[Document excerpt Boundary: Start]

SANIBEL ISLAND, FLA. -- v>
Rotting fish and garbage lie scattered in Sanibel Island's streets. On the mainland, debris from washed-away homes is heaped in a canal like matchsticks. Huge shrimp boats sit perched amid the remains of a mobile home park.
"Think of a snow globe. Pick it up and shake it -- that's what happened," said Fred Szott.
For the past three days, he and his wife Joyce have been making trips to their damaged mobile home in Fort Myers, cleaning up after Hurricane Ian slammed into Florida's Gulf Coast.
As for the emotional turbulence, he says: "You either hold on, or you lose it."
The number of storm-related deaths rose to at least 101 on Thursday, eight days after the storm made landfall in southwest Florida. According to reports from the Florida Medical Examiners Commission, 98 of those deaths were in Florida. Five people were also killed in North Carolina, three in Cuba and one in Virginia.
Ian is the second-deadliest storm to hit the mainland United States in the 21st century, behind Hurricane Katrina, which left more than 1,800 people dead in 2005. The deadliest hurricane ever to hit the U.S. was the Great Galveston Hurricane in 1900 that killed as many as 8,000 people.
Residents of Florida's devastated barrier islands are starting to return, assessing the damage to homes and businesses despite limited access to some areas.
The broken causeway to Sanibel Island might not be passable until the end of the month. In the meantime, residents like Pamela Brislin arrived by boat to see what they could salvage.
Brislin stayed through the storm, but is haunted by what happened afterward. When she checked on a neighbor, she found the woman crying. Her husband had passed away, his body laid out on a picnic table until help could arrive. Another neighbor's house caught fire. The flames were so large that they forced Breslin to do what the hurricane could not -- flee with her husband and a neighbor's dog.
Ian, a Category 4 storm with sustained winds of 150 miles per hour (240 kilometers per hour), unleashed torrents of rain and caused extensive flooding and damage. The deluge turned streets into gushing rivers. Backyard waterways overflowed into neighborhoods, sometimes by more than a dozen feet (3.5 meters), tossing boats onto yards and roadways. Beaches disappeared, as ocean surges pushed shorelines far inland.
Sanibel Island had ordered a complete curfew after the storm passed, allowing search and rescue teams to do their work. That meant residents who evacuated the island were technically blocked from returning.
But the city of about 7,000 started allowing residents back from 7 a.m. to 7 p.m. on Wednesday. City manager Dana Souza told residents in a Facebook Live stream that he wished the municipality had resources to provide transportation but that, for now, residents would have to arrange visits by private boat.
Pine Island is closer to the mainland than Sanibel, but it too was hit hard by the storm.

[Document excerpt Boundary: End]

▶ **Work order**
Can you copy the Hurricane Ian report word for word, from "SANIBEL ISLAND, FLA." up to and including "said Fred Szott."?

[Given entries Boundary: Start]

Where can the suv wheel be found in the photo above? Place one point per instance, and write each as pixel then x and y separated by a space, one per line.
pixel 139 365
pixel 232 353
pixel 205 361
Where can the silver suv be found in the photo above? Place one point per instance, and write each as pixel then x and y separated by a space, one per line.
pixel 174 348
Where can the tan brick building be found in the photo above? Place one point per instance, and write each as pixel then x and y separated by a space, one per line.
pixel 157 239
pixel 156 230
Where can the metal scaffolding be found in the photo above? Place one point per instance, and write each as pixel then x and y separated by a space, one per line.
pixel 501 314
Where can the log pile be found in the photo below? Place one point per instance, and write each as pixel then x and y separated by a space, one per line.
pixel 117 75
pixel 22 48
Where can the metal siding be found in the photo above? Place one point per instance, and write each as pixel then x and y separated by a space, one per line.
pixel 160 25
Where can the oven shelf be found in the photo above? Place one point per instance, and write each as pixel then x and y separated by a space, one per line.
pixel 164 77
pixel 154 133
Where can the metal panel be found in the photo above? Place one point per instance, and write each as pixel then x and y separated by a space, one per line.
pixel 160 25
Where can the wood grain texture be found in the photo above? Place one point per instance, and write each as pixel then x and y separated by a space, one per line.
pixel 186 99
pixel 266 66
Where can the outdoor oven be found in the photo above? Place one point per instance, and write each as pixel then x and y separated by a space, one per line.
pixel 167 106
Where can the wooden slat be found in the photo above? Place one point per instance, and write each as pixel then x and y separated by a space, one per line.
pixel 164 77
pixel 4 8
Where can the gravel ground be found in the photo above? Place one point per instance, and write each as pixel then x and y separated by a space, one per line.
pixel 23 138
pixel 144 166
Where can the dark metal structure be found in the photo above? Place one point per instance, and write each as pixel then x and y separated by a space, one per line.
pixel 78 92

[Given entries Boundary: End]

▶ **Expected answer**
SANIBEL ISLAND, FLA. -- v>
Rotting fish and garbage lie scattered in Sanibel Island's streets. On the mainland, debris from washed-away homes is heaped in a canal like matchsticks. Huge shrimp boats sit perched amid the remains of a mobile home park.
"Think of a snow globe. Pick it up and shake it -- that's what happened," said Fred Szott.